[PROBLEM TO WORK ON]
Pick up the Epping Forest essay below after its final sentence and continue writing it.

[SELECTED PASSAGE]
────────────────────

The places that shape our identity are often those in which we have spent time at significant points in our lives. Places that have been the location for memorable times good or bad, those that speak to us on some level of fundamental truths, or where we almost indefinably feel ‘at home’. For me Epping Forest (1) which has been a presence throughout my life, is all of these. Like the waves of a sea it has receded at times, sometimes for years, and at others has arrived crashing into my consciousness with a welcome familiarity.
The Forest and I have always been close. I was hooked from the start on my first visit. It was like nowhere else I had been – and instinctively I reached out and grasped a small handful of leaves from the Forest floor. I was twelve weeks old. Half a century later we still have that handful of leaves carefully preserved in an old cigar tin, recorded with my age at the time. That this souvenir of an early outing was recorded and kept at all, is indicative of the role Epping Forest played in my childhood, and family life beyond. I was lucky. My father had moved to the area with his then young family immediately after World War II from a bombed out east end of London. His appreciation of the Forest, and gratitude at living somewhere where daily proximity to this sanctuary, was possible, was both palpable and lifelong. It was a wonderful inheritance.
We weren’t walkers. Walking through the Forest any great distance beyond a short wander, wasn’t something we generally did. We did however visit regularly, especially in the summer. Visits were made by car for short walks and exploring, and above all just ‘being’ in the Forest. An activity that viewed from the 21st century can seem almost indulgent in its apparent lack of purpose or achievement. But that was, and still is, for me a key part of my relationship with this ancient and precious place. It allows you to be. Stand quietly, breathe and dream. The Forest is a really good listener.
Our other main Forest activity as a family was what we called ‘logging’ – collecting wood for our open fire. A ritual that already seemed strangely old-fashioned and out-of-step by the modern 1970s, not least on the outskirts of London. We were the only family I knew that didn’t have central heating and this regular reliance on the land for a necessity was far from the norm. But it was also unusual in another respect – Epping Forest is one of the few places in the UK from which byelaws permit the collection of fallen wood from ‘common land’. To this day a Conservators Byelaw (4) permits the taking of up to 12kg of ‘loose, dead or driftwood’, (but nothing else) from the forest floor, (2) though this is rarely enacted.

────────────────────

[DATASET ROWS]
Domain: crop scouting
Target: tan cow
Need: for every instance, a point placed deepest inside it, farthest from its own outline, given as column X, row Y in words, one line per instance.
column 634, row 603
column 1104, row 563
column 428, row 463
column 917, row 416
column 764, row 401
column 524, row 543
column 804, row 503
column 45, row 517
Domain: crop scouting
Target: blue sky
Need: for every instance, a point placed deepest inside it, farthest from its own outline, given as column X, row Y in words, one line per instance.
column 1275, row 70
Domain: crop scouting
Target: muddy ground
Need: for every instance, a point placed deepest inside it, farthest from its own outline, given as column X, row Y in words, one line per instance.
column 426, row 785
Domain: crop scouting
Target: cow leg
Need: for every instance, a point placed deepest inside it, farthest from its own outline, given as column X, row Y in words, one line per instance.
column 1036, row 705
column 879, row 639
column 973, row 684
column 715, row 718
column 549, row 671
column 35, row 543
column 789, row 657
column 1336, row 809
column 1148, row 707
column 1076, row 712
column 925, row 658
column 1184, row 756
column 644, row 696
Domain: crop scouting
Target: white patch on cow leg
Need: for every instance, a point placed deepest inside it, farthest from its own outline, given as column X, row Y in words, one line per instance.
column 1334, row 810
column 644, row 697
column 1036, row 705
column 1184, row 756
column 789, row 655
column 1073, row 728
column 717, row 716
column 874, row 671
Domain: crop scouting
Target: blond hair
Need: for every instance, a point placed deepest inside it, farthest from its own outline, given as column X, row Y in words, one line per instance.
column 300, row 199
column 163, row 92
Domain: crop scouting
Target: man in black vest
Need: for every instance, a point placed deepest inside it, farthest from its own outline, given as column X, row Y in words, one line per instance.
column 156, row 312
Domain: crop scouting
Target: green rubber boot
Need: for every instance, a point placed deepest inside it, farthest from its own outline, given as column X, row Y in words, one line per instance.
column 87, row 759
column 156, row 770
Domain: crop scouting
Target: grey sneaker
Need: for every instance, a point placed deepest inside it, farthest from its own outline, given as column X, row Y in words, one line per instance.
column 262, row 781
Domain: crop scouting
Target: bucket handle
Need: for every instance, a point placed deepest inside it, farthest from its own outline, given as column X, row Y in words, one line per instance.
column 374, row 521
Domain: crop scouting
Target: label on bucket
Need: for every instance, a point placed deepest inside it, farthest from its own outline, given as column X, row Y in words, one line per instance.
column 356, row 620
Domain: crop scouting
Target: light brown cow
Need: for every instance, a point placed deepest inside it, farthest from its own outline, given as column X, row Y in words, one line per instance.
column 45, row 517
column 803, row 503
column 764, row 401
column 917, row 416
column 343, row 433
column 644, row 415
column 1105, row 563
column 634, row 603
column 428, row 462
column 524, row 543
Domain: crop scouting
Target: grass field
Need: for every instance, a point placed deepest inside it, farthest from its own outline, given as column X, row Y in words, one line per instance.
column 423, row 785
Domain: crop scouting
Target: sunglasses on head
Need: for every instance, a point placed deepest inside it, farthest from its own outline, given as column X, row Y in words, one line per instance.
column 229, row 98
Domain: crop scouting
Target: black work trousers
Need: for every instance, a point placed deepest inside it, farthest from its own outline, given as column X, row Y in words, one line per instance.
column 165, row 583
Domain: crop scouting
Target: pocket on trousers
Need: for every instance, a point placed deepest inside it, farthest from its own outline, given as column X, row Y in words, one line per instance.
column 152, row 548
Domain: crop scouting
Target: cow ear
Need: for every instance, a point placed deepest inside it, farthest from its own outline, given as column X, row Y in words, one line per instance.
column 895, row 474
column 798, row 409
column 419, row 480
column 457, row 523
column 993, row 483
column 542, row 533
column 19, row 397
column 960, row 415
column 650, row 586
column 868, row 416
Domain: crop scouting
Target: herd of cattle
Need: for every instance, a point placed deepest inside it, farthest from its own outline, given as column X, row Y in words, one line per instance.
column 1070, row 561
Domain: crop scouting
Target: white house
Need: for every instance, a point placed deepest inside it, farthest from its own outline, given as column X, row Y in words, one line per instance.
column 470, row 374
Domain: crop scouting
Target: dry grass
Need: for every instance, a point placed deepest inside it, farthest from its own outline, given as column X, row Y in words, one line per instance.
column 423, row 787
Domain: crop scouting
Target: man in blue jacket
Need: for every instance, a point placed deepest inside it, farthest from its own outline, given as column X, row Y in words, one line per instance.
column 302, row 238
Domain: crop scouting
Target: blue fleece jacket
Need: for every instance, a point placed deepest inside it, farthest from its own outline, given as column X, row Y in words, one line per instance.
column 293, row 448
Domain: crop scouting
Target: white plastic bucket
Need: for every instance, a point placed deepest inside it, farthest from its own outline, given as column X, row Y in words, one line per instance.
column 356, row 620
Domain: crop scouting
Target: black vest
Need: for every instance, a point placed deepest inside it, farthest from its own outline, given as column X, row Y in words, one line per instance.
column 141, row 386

────────────────────

[RESULT OF THIS TASK]
Years later, before I left for university on the south coast, and a life by the sea (another passion), our last action as a family was a Saturday afternoon trip to the Forest. It was a golden autumn day, with low sun and a musky smell of the slumber to come. I left. Winter closed in. Four months later my father was dead. He had wanted to be buried in the churchyard deep in the heart of the forest. This proved impossible and a cemetery in a nearby village was chosen. But on a January day, when the ice froze your bones in an embrace of death – the funeral cortege drove through the Forest. There was one last visit after all.
In the years that followed the Forest receded from my daily life. Its main supporter in our family had gone and (at the time) no-one else thought it important. I lived other lives in other cities, and for a time, another country. There were a few years here and there when I was able to spend more time in the Forest learning about its history and ecology, and walking with friends, but for the most part, it was less present.
But during recent years the Forest has resumed its place in my life. I returned to live nearby and seamlessly the land drew me back into its green embrace. I walk more than I used to. Through the seasons, if I can – a fundamental connection to the passing of time, and its inevitability. There has been exhilaration and sorrow, desperation and peace. Memories of; walks with friends, the Forest as inspiration for art, the undiminished thrill of seeing wild deer fleetingly through the trees, a picnic with a lover on a sunny afternoon, walking through trees in the muffled silence of a heavy snowfall, Summer Sunday tea and cake in a Forest churchyard, and above all embracing the hope of another spring after an endless winter. The memories of these years, and those more distant, are the emotional photographs of identity.
Almost half a century after collecting my first handful of leaves, I walked through the forest, to the Lost Pond on my birthday. I had a hard time ‘hitting fifty’. But close to one of my favourite trees I was struck by the absurdity. Worrying over a half century when this veteran had stood rooted in our land for 800 years through wars, plague, revolution (industrial and otherwise), outlaws and wanderers all. The Forest encourages perspective like nowhere else.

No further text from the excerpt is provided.